__EXERCISE TASK__: An exact copy of all the data is required, with pictures left out.
— START OF DATA FOR THE TASK —
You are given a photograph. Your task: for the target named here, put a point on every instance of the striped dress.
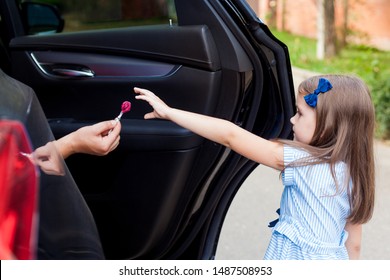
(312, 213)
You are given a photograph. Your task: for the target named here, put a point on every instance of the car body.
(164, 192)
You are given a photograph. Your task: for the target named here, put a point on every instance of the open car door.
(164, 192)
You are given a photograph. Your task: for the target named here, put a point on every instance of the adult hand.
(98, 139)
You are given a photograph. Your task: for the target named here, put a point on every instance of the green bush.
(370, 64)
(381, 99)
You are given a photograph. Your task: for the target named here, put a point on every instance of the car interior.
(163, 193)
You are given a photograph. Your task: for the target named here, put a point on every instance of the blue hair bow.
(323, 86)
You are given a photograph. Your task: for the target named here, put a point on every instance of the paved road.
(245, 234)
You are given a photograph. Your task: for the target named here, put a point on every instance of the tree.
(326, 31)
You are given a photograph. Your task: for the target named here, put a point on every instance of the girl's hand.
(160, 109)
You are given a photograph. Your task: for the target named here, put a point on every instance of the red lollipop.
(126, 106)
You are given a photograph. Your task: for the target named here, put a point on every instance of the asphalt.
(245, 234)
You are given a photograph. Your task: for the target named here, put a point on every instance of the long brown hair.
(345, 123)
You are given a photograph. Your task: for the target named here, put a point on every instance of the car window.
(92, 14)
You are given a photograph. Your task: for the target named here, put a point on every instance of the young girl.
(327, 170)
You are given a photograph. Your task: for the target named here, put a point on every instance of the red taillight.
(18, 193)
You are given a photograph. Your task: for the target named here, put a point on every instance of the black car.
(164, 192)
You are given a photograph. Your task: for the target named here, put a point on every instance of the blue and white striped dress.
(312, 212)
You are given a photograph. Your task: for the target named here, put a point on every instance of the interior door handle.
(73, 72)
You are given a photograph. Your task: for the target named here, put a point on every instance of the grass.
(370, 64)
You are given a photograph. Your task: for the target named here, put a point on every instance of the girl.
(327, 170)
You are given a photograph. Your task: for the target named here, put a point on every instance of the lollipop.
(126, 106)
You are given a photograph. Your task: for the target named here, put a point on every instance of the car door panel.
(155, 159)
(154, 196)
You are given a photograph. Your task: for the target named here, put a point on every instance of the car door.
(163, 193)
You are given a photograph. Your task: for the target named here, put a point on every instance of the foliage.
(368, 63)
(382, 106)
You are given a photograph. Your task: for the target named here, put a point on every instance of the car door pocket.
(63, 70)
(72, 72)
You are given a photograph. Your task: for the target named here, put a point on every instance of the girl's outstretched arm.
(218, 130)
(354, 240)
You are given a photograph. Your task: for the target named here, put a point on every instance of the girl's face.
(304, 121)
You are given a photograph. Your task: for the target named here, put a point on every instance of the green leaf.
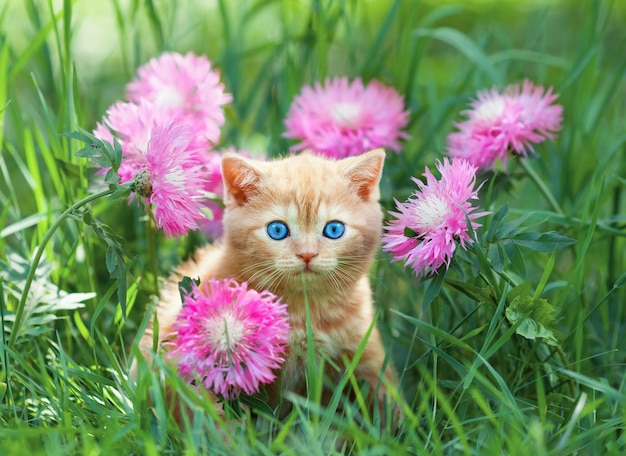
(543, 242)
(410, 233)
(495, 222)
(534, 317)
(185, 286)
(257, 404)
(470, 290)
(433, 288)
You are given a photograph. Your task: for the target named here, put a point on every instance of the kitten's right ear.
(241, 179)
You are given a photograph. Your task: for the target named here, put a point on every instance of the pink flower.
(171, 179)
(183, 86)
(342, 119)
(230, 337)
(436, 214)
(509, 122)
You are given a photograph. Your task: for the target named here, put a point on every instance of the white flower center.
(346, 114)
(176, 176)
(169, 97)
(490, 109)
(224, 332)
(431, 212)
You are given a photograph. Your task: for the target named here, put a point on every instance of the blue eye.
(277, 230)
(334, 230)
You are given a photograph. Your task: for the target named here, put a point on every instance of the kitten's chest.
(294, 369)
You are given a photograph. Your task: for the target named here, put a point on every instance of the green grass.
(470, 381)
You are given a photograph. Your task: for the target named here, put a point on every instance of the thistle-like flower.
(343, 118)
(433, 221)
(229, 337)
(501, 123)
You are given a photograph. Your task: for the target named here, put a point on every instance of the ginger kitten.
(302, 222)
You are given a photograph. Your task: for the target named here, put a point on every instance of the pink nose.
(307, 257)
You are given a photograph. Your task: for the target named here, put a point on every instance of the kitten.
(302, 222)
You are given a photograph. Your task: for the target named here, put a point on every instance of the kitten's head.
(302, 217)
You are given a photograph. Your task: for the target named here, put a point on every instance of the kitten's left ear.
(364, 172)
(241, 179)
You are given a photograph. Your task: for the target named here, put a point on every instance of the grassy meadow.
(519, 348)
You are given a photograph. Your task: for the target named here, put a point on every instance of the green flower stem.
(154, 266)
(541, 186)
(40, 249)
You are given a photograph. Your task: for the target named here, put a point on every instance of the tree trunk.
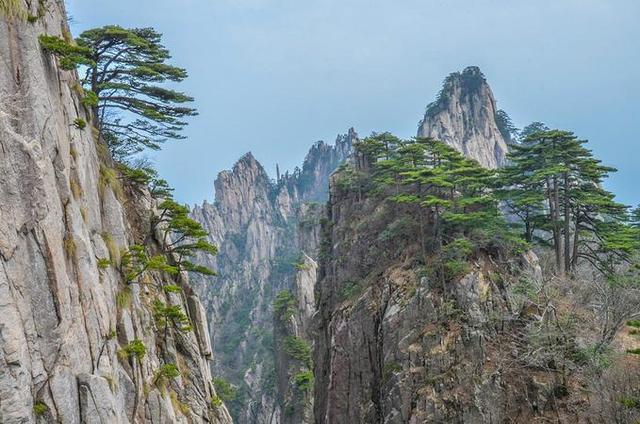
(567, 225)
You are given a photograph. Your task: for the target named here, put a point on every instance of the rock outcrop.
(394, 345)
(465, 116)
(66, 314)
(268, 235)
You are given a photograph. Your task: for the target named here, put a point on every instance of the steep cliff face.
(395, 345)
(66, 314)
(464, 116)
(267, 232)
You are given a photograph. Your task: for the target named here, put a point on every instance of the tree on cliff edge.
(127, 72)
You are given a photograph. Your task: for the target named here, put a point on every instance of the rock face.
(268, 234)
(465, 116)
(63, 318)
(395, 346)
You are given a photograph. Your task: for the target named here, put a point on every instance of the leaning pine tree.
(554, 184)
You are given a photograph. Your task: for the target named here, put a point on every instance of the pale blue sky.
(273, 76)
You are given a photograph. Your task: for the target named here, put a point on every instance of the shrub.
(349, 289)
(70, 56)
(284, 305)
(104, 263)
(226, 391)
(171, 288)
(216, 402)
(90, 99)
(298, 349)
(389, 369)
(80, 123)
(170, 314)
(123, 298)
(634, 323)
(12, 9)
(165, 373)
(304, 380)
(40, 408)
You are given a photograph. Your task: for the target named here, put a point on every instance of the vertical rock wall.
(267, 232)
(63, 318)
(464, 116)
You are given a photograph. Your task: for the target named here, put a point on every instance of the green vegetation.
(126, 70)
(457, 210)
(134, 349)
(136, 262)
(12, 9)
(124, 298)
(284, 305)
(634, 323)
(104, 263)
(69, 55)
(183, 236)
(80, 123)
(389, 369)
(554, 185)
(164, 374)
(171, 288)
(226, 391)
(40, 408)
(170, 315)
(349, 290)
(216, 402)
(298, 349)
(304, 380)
— END OF DATA FOR THE TASK —
__ANSWER TO THE TASK__:
You are given a photograph. Your task: for the target named here, put a point on every instance of the striped dress.
(312, 213)
You are given a photograph. Your task: for the target named here, put a point on every instance of the car body.
(164, 192)
You are given a photograph. Your task: for the target named here, put a point on every instance of the open car door.
(164, 192)
You are given a photograph. Your task: for the target named here, put a point on every instance of the adult hand.
(98, 139)
You are given a photograph. Your task: for the target named here, put a point on every instance of the green bush.
(370, 64)
(381, 99)
You are given a photograph. Your task: for the target named here, put a point on every instance of the car interior.
(163, 193)
You are given a photograph. Your task: for the target named here, put a point on every instance of the blue hair bow.
(323, 86)
You are given a photograph. Your task: for the target named here, put a point on every instance of the paved road.
(245, 234)
You are given a photograph. Your task: for the target named here, put a point on every instance of the tree.
(326, 31)
You are given a photograph. Your task: for the target named here, put a point on every instance of the girl's hand.
(160, 109)
You are given a photograph. Your task: for the target named here, put a point on every instance of the red lollipop.
(126, 106)
You are given a photograph. Your task: for the target named here, put a point on every instance of the asphalt.
(245, 234)
You are given a photograph. Your task: for the target named here, put a point on every instance of the long brown hair.
(345, 123)
You are given a photograph. Your task: for the target named here, put a point on every instance of the car window.
(92, 14)
You are given a photograph. Your task: for the target named here, put a point on every instance of the young girl.
(327, 170)
You are given a photograph. Your task: for the target named here, put a point on every instance of the red taillight.
(18, 193)
You are given a photograph. Your task: for the target named here, put a point on every instance of the black car.
(164, 192)
You are given a photograph. Your task: for the target named here, put a point on every instance of the blue and white striped dress.
(312, 212)
You are given a photograph. Your task: for the target named here, put a point on every instance of the interior door handle.
(73, 72)
You are given a photograph. Your task: for the target named here, put a point on every instance of the grass.
(370, 64)
You are given a photograph. Your task: for the target named here, put a point on every instance of the girl.
(327, 170)
You are given a photograph. Your task: for the target named here, put a point on every instance of the lollipop.
(126, 106)
You are given a photograph. Your task: for the target named here, put a point on every instance of the car door panel.
(155, 159)
(154, 196)
You are given a photograph. Your task: for the target named here, put a point on every instance of the car door.
(163, 193)
You are given a photograph. Your task: for the target named here, put a point on every instance of the foliage.
(368, 63)
(382, 106)
You are given a photograph. Your task: for the target named here, put a point on every instance of the car door pocket.
(63, 70)
(72, 72)
You are given a photograph. Your task: for the target named here, put a point on every instance of the girl's outstretched arm.
(218, 130)
(354, 240)
You are given a photograph. Your task: for the target named here, put a point on every instance of the girl's face.
(304, 121)
You are given a photograph. Your task: for the target named here, put a point on every instance of the green leaf.
(543, 242)
(410, 233)
(495, 222)
(534, 317)
(185, 286)
(257, 404)
(470, 290)
(433, 288)
You are given a photograph. Your task: for the target named here, put a point on every instance of the kitten's right ear.
(241, 179)
You are given a photograph. Your task: for the target named here, put a point on every instance of the pink flower.
(171, 179)
(183, 86)
(342, 119)
(230, 337)
(436, 214)
(509, 122)
You are given a photograph. Your task: for the target named here, put a point on every instance of the white flower center.
(346, 114)
(176, 176)
(169, 97)
(490, 109)
(224, 332)
(431, 212)
You are given a photograph. Your task: for the target named here, put a point on every instance of the blue eye.
(277, 230)
(334, 230)
You are given a photograph. Your task: for the target named here, put a point on every instance of the kitten's chest.
(294, 369)
You are given a photograph. Your task: for the target named here, put a point on every instance of the green grass.
(470, 381)
You are given a photograph. Your task: for the target named here, put a point on every instance of the thistle-like flower.
(343, 118)
(433, 221)
(229, 337)
(501, 123)
You are given a photograph. Your task: for the target named here, put a point on every instance of the ginger kitten.
(302, 222)
You are given a photograph. Your task: for the target named here, put a point on every instance of the pink nose.
(307, 257)
You are given a photograph. Your task: for the target named here, put a point on every instance of the kitten.
(302, 222)
You are given a photograph. Your task: for the target named here, put a point on every instance of the kitten's head.
(302, 217)
You are given a photograph. Your task: for the target named here, put a point on every instance of the kitten's left ear.
(364, 172)
(241, 179)
You are given a photograph. Your task: for the target named here, put a point on every instance of the grassy meadow.
(519, 348)
You are given a photograph. Your task: for the target named here, put a point on every instance of the green flower stem.
(154, 266)
(541, 186)
(40, 249)
You are given a photograph. Your task: for the target named here, put a point on every instance of the tree trunk.
(567, 225)
You are given a photograph. Your task: for the target named here, put a point on every instance of the rock outcrop.
(394, 345)
(465, 116)
(66, 314)
(268, 235)
You are given a photograph. Your task: for the target named here, put a point on every instance of the steep cliff face.
(395, 345)
(66, 314)
(464, 116)
(267, 232)
You are given a photograph. Your task: for the target named here, put a point on every instance of the tree on cliff edge.
(127, 72)
You are given a photograph. Your task: for the target named here, put a point on every instance of the rock face.
(268, 234)
(465, 116)
(63, 318)
(395, 346)
You are given a photograph. Your task: for the target named here, put a point on every instance of the leaning pine tree.
(554, 184)
You are given a photograph. Your task: for the target named here, put a point on every instance of the pale blue sky.
(273, 76)
You are given a photograph. Your task: for the target named here, put a point on every instance of the shrub.
(349, 289)
(70, 56)
(284, 305)
(104, 263)
(226, 391)
(171, 288)
(216, 402)
(90, 99)
(298, 349)
(389, 369)
(80, 123)
(170, 314)
(123, 298)
(634, 323)
(12, 9)
(165, 373)
(304, 380)
(40, 408)
You are given a photograph. Your task: for the target named here, put a point on every instance of the vertical rock wall.
(267, 232)
(63, 318)
(464, 116)
You are given a photograph. Your task: for the target named here, put a point on every instance of the green vegetation.
(126, 70)
(457, 210)
(134, 349)
(136, 262)
(12, 9)
(124, 298)
(284, 305)
(634, 323)
(104, 263)
(69, 55)
(183, 236)
(80, 123)
(389, 369)
(554, 185)
(164, 374)
(171, 288)
(226, 391)
(40, 408)
(170, 315)
(349, 290)
(216, 402)
(298, 349)
(304, 380)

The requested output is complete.